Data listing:
◆ ◆ ◆ ◆ ◆
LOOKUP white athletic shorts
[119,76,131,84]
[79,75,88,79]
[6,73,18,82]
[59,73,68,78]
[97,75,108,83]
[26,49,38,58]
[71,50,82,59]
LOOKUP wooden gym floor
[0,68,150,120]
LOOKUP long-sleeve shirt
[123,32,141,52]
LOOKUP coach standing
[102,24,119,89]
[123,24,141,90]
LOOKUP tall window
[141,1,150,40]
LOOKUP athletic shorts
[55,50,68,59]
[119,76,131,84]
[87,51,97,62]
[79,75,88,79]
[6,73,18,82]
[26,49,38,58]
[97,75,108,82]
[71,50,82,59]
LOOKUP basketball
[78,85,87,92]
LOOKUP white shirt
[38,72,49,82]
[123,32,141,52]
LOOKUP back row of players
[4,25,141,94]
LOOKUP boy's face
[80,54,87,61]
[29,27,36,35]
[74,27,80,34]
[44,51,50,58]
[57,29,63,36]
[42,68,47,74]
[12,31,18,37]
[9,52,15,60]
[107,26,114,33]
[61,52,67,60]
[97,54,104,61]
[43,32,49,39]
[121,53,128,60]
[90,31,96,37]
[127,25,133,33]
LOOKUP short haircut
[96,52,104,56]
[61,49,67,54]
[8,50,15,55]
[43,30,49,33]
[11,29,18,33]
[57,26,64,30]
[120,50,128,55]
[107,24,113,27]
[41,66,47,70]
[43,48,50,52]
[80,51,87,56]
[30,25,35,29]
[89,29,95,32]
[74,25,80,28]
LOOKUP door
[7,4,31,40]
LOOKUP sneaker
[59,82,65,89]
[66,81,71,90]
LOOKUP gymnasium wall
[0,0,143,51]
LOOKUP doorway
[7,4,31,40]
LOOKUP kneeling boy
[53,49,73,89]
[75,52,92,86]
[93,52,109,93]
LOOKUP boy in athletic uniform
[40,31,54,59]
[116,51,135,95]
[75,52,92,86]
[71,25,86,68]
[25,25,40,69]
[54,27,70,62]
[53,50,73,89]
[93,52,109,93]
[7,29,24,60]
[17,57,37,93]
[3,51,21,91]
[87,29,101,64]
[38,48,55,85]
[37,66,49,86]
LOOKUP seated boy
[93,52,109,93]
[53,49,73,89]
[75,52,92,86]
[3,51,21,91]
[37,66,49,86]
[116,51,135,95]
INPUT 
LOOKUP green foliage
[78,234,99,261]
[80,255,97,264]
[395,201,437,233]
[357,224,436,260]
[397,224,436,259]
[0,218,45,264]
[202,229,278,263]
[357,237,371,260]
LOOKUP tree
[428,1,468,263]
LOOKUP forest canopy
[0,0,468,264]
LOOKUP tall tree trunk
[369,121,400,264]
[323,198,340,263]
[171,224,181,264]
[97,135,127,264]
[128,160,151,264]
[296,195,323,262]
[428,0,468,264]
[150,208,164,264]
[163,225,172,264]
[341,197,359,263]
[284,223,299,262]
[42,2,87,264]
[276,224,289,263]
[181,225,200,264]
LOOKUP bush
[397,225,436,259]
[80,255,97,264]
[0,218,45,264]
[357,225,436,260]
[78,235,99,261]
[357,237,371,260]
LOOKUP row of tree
◆ ◆ ◆ ◆ ◆
_WRITTEN PROBLEM:_
Please reproduce every record in the data listing above word for word.

_ANSWER FOR THIS EXERCISE:_
LOOKUP white athletic shorts
[119,76,131,84]
[79,75,88,79]
[6,73,18,82]
[59,73,68,78]
[97,75,108,83]
[26,49,38,58]
[71,50,82,59]
LOOKUP wooden gym floor
[0,68,150,120]
LOOKUP long-sleeve shirt
[123,32,141,52]
LOOKUP coach standing
[102,24,119,89]
[123,24,141,90]
LOOKUP tall window
[141,1,150,40]
LOOKUP athletic shorts
[55,50,68,59]
[119,76,131,84]
[87,51,97,62]
[79,75,88,79]
[6,73,18,82]
[26,49,38,58]
[97,75,108,82]
[71,50,82,59]
LOOKUP basketball
[78,85,87,92]
LOOKUP white shirt
[38,72,49,82]
[123,32,141,52]
LOOKUP back row of players
[4,25,141,94]
LOOKUP boy's face
[80,54,87,61]
[29,27,36,35]
[74,27,80,34]
[44,51,50,58]
[57,29,63,36]
[42,68,47,74]
[12,31,18,37]
[9,52,15,60]
[107,26,114,33]
[61,52,67,60]
[97,54,104,61]
[43,32,49,39]
[121,53,128,60]
[90,31,96,37]
[127,25,133,33]
LOOKUP short haircut
[96,52,104,56]
[61,49,67,54]
[8,50,15,55]
[43,30,49,33]
[11,29,18,33]
[57,26,64,30]
[120,50,128,55]
[107,24,113,27]
[41,66,47,70]
[43,48,50,52]
[80,51,87,56]
[30,25,35,29]
[89,29,95,32]
[74,25,80,28]
LOOKUP door
[7,4,31,40]
LOOKUP sneaker
[59,82,65,89]
[66,81,71,90]
LOOKUP gymnasium wall
[0,0,143,51]
LOOKUP doorway
[7,4,31,40]
LOOKUP kneeling boy
[53,49,73,89]
[75,52,92,86]
[93,52,109,93]
LOOKUP boy in athletic uniform
[40,31,54,59]
[116,51,135,95]
[75,52,92,86]
[71,25,86,68]
[25,25,40,69]
[54,27,70,62]
[53,50,73,89]
[93,52,109,93]
[7,29,24,60]
[17,57,37,93]
[3,51,21,91]
[87,29,101,64]
[38,48,55,85]
[37,66,49,86]
LOOKUP seated boy
[93,52,109,93]
[53,49,73,89]
[75,52,92,86]
[3,51,21,91]
[37,66,49,86]
[116,51,135,95]
INPUT 
LOOKUP green foliage
[78,234,99,261]
[80,255,97,264]
[395,201,437,233]
[357,224,436,260]
[397,224,436,259]
[0,218,45,264]
[202,229,278,263]
[357,237,371,260]
LOOKUP tree
[428,1,468,263]
LOOKUP forest canopy
[0,0,468,264]
LOOKUP tall tree trunk
[369,121,400,264]
[323,198,340,263]
[171,224,181,264]
[97,135,127,264]
[128,160,151,264]
[296,195,323,262]
[428,0,468,264]
[150,208,164,264]
[163,225,172,264]
[341,197,359,263]
[284,223,299,262]
[42,2,87,264]
[276,224,289,263]
[181,225,200,264]
LOOKUP bush
[397,225,436,259]
[80,255,97,264]
[0,218,45,264]
[357,225,436,260]
[78,235,99,261]
[357,237,371,260]
LOOKUP row of tree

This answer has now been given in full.